## Record excerpts
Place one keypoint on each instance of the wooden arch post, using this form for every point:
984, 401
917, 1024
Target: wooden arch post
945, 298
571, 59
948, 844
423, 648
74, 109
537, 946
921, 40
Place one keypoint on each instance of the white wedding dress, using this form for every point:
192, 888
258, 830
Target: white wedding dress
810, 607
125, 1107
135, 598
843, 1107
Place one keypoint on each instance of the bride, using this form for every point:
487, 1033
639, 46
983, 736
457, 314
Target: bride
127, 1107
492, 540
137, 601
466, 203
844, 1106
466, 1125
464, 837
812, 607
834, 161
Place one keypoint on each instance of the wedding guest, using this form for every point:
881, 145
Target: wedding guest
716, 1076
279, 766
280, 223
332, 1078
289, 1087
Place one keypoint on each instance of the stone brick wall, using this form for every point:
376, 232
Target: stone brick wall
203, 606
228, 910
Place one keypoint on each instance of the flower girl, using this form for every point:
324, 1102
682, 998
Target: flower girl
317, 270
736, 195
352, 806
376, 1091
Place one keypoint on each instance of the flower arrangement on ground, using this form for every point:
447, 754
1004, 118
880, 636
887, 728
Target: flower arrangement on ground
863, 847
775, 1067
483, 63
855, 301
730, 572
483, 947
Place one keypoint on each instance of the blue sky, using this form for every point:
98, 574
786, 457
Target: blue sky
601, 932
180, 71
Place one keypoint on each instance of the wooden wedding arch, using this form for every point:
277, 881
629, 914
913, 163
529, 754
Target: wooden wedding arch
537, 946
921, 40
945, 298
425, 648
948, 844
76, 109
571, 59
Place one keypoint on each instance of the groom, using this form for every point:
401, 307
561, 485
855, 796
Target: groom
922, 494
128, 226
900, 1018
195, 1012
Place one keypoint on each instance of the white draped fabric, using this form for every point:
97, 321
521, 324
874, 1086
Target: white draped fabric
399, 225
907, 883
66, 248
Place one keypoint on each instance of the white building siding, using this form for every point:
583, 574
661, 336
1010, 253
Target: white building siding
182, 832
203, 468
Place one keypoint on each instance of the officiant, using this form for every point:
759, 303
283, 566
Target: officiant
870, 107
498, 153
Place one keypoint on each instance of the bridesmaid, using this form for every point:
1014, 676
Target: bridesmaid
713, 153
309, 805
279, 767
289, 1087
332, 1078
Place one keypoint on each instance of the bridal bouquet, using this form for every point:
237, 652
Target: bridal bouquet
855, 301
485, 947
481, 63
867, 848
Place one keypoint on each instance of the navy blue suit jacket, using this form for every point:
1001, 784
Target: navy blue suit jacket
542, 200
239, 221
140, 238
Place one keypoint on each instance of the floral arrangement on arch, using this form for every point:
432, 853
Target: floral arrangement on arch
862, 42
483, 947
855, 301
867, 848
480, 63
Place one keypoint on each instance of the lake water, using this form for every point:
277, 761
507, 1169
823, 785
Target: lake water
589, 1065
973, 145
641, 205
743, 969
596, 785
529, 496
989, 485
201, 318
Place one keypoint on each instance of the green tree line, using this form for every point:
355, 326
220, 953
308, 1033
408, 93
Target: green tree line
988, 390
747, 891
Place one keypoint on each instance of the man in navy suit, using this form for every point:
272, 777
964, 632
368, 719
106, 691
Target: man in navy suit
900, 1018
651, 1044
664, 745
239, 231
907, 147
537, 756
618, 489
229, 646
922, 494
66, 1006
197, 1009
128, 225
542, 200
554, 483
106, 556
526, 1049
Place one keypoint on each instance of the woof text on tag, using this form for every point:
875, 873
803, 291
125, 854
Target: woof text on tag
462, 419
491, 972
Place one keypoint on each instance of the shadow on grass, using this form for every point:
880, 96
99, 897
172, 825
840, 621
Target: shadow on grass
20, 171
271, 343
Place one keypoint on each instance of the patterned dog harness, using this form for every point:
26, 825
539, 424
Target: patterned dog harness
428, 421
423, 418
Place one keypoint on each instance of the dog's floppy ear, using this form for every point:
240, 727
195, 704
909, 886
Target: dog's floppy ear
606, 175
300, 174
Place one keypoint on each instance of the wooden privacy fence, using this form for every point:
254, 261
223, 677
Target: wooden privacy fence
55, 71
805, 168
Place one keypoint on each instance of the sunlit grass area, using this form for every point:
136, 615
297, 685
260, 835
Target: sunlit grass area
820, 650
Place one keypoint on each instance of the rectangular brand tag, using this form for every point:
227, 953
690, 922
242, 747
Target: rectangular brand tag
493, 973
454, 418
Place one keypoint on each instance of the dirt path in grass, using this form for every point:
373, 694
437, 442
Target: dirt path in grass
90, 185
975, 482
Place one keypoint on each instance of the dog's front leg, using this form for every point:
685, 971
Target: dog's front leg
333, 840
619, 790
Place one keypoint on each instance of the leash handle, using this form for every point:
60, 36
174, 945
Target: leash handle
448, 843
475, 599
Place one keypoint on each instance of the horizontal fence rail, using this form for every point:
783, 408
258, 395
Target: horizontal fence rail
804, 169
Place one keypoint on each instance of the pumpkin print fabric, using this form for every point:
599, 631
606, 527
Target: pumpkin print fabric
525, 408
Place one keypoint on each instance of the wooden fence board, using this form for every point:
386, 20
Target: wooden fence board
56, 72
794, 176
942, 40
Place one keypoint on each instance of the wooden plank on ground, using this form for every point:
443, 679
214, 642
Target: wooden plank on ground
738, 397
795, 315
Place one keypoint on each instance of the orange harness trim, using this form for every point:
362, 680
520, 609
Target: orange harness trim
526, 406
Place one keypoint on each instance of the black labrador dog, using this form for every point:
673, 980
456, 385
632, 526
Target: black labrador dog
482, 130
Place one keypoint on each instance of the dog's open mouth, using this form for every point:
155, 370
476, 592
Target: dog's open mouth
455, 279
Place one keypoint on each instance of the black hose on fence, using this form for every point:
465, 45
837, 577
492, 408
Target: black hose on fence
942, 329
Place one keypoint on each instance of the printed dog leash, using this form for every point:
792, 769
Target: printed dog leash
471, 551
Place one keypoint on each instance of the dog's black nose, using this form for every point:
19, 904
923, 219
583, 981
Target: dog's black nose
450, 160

## The problem
Write out exactly the lines starting with the one that holds "Place one keypoint on each instance of the dog's front" and running through the last line above.

## Expected answer
Place one keypoint on each instance of the dog's front leg, using this form for every point:
685, 971
Target: dog's front leg
333, 840
619, 790
Place one keypoint on each instance of the leash handle, using this form for every point:
60, 36
174, 945
Target: leash handle
448, 843
475, 599
Place one keypoint on each instance of the horizontal fence rail, using this form for every point:
783, 408
258, 395
Target: horizontal fence rail
804, 169
Place one keypoint on each instance of the pumpkin print fabric, using this form for every point:
599, 631
606, 527
Target: pumpkin print fabric
525, 408
Place one keypoint on each instance of the wooden fence board, using this form for every point:
386, 20
Target: wooden fence board
56, 72
794, 176
942, 40
Place one keypoint on each instance of the wooden plank on ground, using this form for every point:
443, 679
214, 642
Target: wooden plank on ground
738, 397
795, 315
Place one keypoint on each instance of the orange harness trim, using this form for every point:
362, 680
520, 609
Target: orange harness trim
526, 406
Place one keypoint on each instance of the black labrador dog, using this form for every point:
673, 980
456, 385
632, 526
Target: black labrador dog
482, 130
Place one keypoint on each instance of the dog's open mouth, using this form for every point:
155, 370
476, 592
Target: dog's open mouth
455, 279
Place one keypoint on each instance of the black hose on fence, using this form for every point:
465, 45
837, 577
492, 408
Target: black hose on fence
942, 329
Place one keypoint on each instance of the printed dog leash, using this form for every point:
792, 769
Target: printed dog leash
471, 551
Place one keypoint on each instance of the dog's black nose, using this form for every point:
19, 904
923, 219
583, 981
Target: dog's black nose
450, 160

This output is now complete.